**STATED GOAL:** Please gather every line of the items below that contains the word "crowd" and copy each one. Case counts.

— Begin —

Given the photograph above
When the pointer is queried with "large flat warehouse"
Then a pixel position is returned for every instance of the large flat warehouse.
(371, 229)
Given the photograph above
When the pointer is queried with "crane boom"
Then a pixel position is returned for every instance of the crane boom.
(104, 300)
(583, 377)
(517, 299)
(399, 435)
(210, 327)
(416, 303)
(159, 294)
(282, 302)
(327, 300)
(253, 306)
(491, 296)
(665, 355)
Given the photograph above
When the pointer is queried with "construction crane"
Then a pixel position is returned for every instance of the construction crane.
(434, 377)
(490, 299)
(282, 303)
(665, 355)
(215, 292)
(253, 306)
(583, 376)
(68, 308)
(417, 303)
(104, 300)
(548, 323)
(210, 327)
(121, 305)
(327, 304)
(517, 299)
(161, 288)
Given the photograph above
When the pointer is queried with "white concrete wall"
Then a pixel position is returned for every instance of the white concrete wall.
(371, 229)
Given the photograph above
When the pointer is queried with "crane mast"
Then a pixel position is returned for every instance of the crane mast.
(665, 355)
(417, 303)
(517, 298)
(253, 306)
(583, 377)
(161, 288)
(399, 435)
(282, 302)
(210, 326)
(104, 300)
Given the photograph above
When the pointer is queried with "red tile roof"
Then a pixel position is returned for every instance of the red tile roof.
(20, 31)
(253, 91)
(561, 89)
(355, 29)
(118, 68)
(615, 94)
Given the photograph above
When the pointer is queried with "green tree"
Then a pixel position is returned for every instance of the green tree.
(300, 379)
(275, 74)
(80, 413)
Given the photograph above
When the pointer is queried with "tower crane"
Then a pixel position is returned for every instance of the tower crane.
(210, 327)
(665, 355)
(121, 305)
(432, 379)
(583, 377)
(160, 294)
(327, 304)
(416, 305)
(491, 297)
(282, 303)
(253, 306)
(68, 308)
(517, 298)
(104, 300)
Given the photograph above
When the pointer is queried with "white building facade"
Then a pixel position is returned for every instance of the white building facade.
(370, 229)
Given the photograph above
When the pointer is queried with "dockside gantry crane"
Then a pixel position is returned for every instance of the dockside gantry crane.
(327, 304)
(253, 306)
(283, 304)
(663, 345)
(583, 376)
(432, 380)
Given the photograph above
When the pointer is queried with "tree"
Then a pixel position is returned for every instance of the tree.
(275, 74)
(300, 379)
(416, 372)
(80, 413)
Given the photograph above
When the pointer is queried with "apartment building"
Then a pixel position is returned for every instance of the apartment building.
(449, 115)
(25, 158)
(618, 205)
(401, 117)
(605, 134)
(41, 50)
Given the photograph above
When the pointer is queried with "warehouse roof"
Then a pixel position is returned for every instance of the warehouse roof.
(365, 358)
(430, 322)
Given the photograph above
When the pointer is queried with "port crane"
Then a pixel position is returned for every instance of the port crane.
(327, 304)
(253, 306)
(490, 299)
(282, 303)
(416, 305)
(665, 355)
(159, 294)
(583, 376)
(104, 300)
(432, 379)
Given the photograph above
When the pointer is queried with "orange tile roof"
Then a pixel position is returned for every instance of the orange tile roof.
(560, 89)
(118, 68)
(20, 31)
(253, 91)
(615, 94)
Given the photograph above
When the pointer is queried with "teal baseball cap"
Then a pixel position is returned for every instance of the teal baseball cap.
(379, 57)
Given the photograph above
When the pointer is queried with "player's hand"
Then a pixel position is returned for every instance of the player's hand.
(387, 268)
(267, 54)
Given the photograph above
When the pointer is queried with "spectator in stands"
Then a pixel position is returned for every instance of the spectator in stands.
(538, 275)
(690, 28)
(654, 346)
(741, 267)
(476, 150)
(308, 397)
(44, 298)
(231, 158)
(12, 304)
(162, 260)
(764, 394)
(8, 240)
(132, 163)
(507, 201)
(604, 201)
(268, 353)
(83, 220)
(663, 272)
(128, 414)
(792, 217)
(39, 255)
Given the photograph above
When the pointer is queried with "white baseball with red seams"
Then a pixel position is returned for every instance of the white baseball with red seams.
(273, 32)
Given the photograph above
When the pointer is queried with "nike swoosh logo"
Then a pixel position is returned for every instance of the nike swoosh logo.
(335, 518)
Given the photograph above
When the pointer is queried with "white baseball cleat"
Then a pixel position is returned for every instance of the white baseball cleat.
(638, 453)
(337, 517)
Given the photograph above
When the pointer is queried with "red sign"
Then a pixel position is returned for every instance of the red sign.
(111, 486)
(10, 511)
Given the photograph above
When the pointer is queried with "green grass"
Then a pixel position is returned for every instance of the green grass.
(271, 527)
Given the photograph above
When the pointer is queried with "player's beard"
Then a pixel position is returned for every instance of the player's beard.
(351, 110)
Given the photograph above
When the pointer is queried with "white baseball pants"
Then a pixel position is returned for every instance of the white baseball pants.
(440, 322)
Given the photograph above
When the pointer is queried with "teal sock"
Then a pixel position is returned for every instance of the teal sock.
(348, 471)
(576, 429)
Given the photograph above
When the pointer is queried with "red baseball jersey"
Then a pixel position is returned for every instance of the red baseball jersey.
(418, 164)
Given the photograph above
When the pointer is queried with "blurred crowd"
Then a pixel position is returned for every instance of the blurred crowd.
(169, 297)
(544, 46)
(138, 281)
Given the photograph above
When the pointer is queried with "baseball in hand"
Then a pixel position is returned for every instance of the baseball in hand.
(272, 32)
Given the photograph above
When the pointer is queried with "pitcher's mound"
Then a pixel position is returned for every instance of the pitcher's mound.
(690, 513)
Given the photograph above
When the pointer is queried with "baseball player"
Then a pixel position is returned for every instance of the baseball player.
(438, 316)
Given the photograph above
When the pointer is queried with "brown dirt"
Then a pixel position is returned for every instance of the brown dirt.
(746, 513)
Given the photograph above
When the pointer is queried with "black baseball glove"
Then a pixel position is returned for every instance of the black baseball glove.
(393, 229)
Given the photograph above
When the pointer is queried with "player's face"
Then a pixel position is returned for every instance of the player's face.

— End —
— Begin —

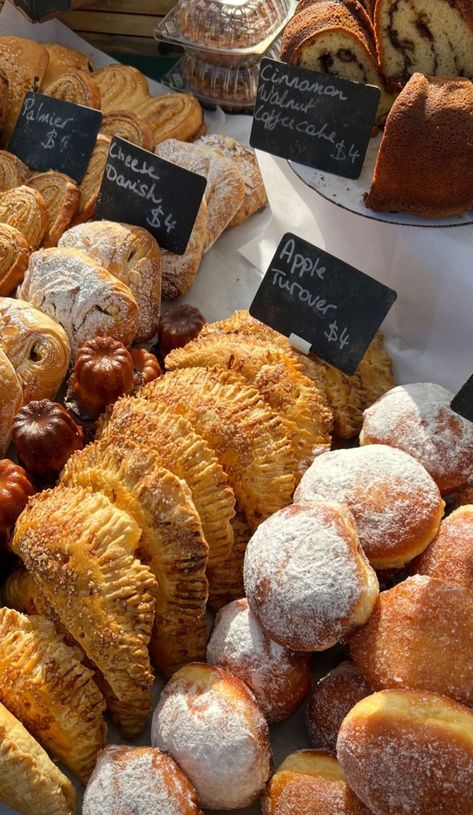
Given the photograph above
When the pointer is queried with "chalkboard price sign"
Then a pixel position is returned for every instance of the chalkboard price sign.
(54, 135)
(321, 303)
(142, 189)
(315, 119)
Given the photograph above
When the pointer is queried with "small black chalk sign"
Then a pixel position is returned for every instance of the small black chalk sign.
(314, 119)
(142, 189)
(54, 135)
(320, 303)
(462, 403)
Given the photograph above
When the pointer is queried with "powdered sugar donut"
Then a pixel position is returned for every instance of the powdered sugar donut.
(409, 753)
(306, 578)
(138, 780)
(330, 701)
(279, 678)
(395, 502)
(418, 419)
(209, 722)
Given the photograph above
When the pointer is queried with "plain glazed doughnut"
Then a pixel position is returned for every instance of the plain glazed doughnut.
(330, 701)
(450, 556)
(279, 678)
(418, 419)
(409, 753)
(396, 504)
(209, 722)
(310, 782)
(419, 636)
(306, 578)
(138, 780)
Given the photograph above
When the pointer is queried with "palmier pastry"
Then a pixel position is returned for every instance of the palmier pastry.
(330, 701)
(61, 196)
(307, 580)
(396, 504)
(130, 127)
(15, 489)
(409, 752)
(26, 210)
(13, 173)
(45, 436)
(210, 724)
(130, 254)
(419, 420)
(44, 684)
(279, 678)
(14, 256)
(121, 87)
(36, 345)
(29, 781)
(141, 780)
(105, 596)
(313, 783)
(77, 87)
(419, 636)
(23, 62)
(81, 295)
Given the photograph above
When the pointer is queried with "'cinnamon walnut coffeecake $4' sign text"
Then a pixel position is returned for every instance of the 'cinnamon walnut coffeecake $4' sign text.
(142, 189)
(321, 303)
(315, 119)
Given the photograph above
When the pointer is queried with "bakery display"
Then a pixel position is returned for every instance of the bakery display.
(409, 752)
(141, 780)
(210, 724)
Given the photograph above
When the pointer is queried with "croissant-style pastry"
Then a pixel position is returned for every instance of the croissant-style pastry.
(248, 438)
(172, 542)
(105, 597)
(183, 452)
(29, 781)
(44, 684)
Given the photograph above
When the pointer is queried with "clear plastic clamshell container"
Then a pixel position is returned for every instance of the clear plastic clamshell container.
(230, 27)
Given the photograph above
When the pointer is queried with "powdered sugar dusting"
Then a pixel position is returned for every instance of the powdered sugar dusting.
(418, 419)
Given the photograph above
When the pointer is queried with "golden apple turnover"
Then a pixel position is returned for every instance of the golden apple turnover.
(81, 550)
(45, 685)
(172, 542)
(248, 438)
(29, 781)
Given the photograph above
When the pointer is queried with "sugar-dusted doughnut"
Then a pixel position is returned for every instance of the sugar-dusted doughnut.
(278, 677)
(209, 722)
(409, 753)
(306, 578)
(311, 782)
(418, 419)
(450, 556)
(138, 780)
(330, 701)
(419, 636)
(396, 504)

— End —
— Begin —

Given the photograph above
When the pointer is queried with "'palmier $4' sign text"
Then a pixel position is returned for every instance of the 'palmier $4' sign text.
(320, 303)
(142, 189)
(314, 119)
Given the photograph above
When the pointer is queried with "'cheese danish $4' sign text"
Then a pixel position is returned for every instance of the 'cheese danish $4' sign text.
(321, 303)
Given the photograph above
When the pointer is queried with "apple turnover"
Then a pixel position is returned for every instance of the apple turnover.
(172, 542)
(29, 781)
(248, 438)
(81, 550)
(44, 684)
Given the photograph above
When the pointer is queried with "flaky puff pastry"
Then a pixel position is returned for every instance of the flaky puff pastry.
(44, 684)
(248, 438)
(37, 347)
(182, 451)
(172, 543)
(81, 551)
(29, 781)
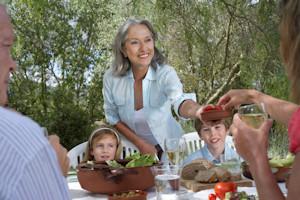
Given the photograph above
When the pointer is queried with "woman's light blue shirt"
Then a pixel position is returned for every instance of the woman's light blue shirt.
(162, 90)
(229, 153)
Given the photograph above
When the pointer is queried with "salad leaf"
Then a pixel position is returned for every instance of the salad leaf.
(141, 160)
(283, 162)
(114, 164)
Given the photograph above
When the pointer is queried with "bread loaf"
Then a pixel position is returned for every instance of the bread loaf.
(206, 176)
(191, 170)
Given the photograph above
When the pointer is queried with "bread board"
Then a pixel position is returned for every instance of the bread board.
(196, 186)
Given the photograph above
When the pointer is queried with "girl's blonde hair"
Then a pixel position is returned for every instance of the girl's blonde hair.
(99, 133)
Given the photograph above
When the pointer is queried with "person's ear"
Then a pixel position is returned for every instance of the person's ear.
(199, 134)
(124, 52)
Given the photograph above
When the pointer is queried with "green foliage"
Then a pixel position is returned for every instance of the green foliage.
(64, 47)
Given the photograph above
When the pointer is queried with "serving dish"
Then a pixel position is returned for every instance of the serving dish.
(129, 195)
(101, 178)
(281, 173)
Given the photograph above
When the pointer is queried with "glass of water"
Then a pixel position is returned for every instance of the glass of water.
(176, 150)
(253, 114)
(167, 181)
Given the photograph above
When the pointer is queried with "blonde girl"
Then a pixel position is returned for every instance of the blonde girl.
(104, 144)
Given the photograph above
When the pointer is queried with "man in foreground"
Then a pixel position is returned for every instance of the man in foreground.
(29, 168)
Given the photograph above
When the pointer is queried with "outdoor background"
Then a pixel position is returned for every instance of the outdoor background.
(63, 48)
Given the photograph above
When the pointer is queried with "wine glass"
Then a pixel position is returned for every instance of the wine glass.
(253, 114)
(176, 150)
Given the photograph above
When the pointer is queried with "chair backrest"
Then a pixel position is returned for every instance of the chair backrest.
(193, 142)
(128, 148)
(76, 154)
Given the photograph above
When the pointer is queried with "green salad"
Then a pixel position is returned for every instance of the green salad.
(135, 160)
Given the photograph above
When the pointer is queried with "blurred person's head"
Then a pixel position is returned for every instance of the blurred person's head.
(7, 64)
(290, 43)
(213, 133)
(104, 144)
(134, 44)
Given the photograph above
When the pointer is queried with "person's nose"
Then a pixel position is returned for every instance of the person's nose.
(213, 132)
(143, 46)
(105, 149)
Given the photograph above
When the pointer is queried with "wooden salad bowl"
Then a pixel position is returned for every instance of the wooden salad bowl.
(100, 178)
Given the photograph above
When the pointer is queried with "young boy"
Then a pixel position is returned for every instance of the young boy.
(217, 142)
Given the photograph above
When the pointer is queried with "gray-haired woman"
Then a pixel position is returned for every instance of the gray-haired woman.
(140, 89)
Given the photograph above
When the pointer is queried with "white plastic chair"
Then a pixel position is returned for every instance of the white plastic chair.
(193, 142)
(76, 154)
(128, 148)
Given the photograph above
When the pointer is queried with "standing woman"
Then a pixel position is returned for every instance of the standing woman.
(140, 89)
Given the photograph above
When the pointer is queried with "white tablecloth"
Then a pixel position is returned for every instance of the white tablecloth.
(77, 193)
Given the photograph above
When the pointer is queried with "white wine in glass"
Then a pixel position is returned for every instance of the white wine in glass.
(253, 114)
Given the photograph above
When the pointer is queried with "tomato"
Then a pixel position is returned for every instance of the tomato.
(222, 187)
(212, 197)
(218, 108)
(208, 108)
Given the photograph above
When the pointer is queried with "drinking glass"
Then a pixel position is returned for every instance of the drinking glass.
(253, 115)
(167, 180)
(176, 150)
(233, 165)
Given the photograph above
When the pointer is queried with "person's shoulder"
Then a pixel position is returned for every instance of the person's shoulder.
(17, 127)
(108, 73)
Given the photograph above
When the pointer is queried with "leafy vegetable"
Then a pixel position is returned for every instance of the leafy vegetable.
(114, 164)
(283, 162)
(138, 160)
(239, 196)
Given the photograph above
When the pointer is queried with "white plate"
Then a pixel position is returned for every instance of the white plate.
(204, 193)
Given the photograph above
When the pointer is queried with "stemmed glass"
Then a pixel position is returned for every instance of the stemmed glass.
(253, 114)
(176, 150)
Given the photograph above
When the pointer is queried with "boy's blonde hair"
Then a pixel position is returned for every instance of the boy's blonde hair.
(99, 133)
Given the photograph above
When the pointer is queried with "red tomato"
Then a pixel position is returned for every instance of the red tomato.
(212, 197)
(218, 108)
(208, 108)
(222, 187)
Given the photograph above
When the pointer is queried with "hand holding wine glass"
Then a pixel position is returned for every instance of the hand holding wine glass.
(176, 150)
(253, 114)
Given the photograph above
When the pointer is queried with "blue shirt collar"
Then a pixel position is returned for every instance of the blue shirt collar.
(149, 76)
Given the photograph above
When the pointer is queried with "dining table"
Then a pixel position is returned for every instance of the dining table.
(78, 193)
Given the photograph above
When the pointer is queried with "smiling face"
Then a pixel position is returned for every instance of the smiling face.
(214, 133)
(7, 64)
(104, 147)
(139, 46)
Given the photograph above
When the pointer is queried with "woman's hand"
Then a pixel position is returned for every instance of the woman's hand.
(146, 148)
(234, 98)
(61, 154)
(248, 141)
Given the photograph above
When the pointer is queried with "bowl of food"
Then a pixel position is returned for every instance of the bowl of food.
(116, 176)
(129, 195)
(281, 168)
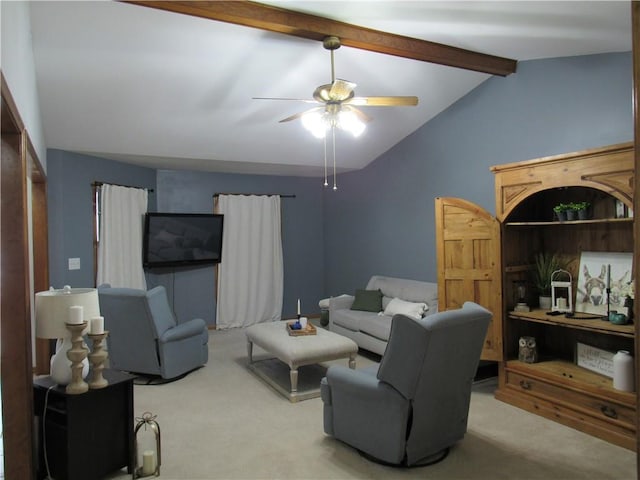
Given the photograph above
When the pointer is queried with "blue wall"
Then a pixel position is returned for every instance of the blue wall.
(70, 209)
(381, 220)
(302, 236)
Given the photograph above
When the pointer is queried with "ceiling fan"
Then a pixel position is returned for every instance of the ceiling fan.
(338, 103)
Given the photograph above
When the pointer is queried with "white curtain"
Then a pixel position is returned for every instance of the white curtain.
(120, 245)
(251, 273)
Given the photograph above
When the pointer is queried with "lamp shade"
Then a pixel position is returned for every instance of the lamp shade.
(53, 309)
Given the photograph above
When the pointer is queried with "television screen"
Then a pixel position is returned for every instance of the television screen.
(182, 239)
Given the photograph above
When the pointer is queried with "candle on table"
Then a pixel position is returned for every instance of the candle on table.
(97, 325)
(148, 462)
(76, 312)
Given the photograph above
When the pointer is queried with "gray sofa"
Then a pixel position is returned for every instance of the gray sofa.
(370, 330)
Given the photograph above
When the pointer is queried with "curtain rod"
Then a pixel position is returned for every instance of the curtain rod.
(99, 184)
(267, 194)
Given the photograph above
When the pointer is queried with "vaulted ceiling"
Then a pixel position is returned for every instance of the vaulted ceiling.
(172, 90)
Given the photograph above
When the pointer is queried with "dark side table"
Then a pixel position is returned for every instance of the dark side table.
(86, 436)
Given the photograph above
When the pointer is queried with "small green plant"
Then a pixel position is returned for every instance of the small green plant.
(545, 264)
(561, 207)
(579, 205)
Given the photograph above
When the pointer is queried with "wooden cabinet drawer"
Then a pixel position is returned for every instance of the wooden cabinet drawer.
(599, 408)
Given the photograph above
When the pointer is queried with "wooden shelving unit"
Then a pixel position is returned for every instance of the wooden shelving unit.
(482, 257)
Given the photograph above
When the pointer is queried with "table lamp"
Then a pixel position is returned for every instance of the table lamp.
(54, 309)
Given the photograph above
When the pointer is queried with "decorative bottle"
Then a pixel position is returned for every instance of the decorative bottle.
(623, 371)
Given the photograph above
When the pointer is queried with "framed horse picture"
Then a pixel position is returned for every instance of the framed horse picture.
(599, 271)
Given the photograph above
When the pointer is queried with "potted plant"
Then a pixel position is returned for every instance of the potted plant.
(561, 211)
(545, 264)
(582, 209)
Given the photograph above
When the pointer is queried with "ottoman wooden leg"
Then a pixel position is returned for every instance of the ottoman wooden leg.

— End —

**COMPLETED TASK:**
When the pointer is queried with "blurred crowd"
Then a pixel position is returned for every instance of the blurred crowd.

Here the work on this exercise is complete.